------ TASK INPUTS ------
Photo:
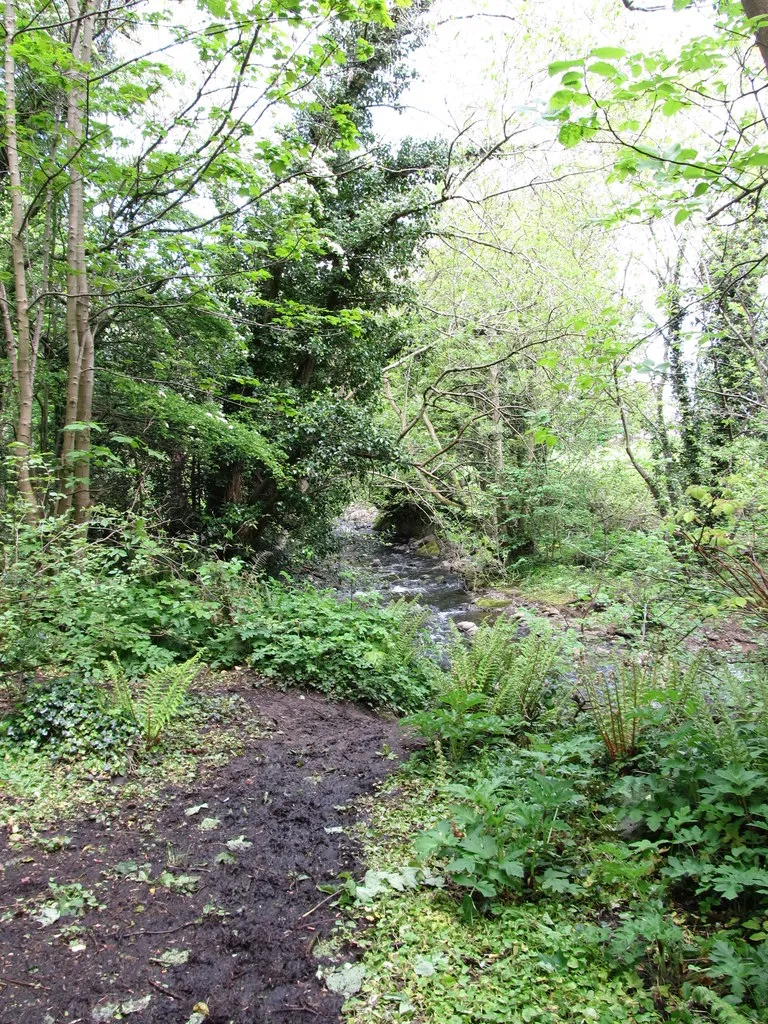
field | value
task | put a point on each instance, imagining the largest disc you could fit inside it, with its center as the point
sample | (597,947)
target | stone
------
# EXERCISE DIRECTIONS:
Retype the records exactly, but skip the pictures.

# ANSWER FOR THIS EXERCISE:
Photo:
field | value
task | put a point on each instance, imagining the largest disc you could fit inside it, with its center as the point
sample | (597,947)
target | stone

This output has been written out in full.